*What to work on*
Read through the data, and wherever a line holds the word "cliff", write that line out.

*Source data*
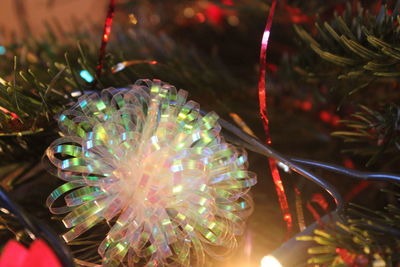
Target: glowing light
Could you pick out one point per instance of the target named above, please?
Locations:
(86, 76)
(233, 21)
(2, 50)
(270, 261)
(188, 12)
(133, 19)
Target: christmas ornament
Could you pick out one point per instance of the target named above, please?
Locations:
(147, 162)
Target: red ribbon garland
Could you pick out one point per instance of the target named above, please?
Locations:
(106, 37)
(287, 216)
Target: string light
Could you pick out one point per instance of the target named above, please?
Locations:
(86, 76)
(270, 261)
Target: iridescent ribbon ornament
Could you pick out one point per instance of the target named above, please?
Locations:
(147, 160)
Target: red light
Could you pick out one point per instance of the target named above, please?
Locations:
(200, 17)
(214, 14)
(306, 105)
(325, 116)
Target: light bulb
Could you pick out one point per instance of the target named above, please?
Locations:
(270, 261)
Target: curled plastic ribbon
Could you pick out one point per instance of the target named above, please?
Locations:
(146, 161)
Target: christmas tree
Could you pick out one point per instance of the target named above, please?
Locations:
(333, 132)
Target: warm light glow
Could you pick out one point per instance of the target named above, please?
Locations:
(270, 261)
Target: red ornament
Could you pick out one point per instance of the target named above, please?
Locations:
(38, 255)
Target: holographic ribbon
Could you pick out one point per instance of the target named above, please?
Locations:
(262, 96)
(145, 158)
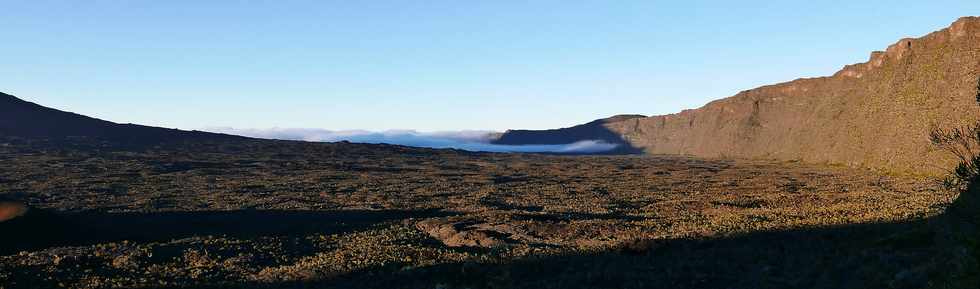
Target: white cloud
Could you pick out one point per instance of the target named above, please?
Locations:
(464, 140)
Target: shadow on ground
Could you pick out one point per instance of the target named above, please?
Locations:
(42, 229)
(939, 252)
(595, 130)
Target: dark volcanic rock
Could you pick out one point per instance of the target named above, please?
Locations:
(876, 114)
(19, 118)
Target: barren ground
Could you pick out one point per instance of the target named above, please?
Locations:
(288, 214)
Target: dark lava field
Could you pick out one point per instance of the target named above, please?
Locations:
(279, 214)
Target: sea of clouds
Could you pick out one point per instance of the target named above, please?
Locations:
(464, 140)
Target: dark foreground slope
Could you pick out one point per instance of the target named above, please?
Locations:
(23, 119)
(271, 214)
(876, 114)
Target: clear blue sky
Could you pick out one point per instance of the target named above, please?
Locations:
(429, 65)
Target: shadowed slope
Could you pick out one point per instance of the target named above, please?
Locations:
(876, 114)
(19, 118)
(595, 130)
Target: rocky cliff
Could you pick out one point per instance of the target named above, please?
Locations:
(875, 114)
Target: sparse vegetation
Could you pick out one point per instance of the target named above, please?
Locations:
(290, 214)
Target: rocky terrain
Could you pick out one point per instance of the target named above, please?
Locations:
(761, 190)
(873, 114)
(276, 214)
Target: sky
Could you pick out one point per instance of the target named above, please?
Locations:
(429, 66)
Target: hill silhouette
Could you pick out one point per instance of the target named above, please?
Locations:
(595, 130)
(875, 114)
(24, 119)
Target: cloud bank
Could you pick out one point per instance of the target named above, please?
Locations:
(464, 140)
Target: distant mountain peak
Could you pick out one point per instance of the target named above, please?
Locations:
(878, 113)
(24, 119)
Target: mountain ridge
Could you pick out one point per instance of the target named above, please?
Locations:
(874, 114)
(24, 119)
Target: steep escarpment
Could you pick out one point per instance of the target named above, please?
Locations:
(876, 114)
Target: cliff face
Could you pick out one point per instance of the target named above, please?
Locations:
(875, 114)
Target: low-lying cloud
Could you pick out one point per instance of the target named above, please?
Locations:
(464, 140)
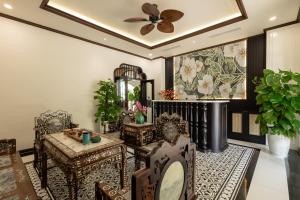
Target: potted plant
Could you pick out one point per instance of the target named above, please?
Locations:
(134, 95)
(140, 113)
(108, 103)
(278, 95)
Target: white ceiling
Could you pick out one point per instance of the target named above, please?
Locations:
(111, 15)
(259, 12)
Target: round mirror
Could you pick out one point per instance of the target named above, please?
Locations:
(172, 182)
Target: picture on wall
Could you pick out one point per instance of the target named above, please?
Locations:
(214, 73)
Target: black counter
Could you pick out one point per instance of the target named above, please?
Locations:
(207, 121)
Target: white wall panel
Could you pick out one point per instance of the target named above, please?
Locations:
(41, 70)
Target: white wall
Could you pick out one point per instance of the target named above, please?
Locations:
(41, 70)
(283, 52)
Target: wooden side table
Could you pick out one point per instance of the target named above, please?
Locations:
(138, 134)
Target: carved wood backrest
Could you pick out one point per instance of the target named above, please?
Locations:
(147, 183)
(52, 122)
(7, 146)
(168, 127)
(126, 116)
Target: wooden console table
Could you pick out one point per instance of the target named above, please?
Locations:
(15, 182)
(207, 120)
(77, 160)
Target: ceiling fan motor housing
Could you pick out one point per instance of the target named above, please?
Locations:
(153, 19)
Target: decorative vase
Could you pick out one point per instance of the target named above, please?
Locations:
(279, 145)
(86, 137)
(139, 118)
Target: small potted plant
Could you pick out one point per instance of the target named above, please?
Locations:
(134, 96)
(108, 103)
(140, 113)
(278, 95)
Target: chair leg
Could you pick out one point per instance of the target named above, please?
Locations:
(98, 195)
(35, 157)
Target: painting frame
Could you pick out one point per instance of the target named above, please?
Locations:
(219, 72)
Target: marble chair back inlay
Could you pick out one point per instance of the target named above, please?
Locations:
(168, 127)
(7, 146)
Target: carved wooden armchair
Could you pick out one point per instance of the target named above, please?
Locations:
(47, 123)
(169, 175)
(125, 117)
(7, 146)
(167, 128)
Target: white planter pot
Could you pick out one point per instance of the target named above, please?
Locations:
(279, 145)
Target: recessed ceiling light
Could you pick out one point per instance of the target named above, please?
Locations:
(273, 18)
(7, 6)
(275, 34)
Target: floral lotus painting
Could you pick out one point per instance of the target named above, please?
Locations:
(215, 73)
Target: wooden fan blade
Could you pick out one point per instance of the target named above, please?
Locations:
(147, 29)
(150, 9)
(171, 15)
(165, 26)
(136, 19)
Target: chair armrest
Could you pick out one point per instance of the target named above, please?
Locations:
(7, 146)
(74, 125)
(103, 191)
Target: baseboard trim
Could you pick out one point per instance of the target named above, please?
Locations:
(26, 152)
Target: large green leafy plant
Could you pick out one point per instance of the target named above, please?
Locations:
(107, 102)
(135, 94)
(278, 95)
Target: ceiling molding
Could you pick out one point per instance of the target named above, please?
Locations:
(133, 54)
(297, 20)
(68, 34)
(44, 5)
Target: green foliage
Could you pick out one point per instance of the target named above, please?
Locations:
(107, 102)
(278, 95)
(135, 94)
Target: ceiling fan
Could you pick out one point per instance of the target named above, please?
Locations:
(164, 19)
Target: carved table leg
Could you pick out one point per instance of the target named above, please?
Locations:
(123, 170)
(137, 160)
(44, 170)
(72, 186)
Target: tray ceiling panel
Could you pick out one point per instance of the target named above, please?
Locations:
(110, 15)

*Expected answer*
Target: rocky cliff
Target: cliff face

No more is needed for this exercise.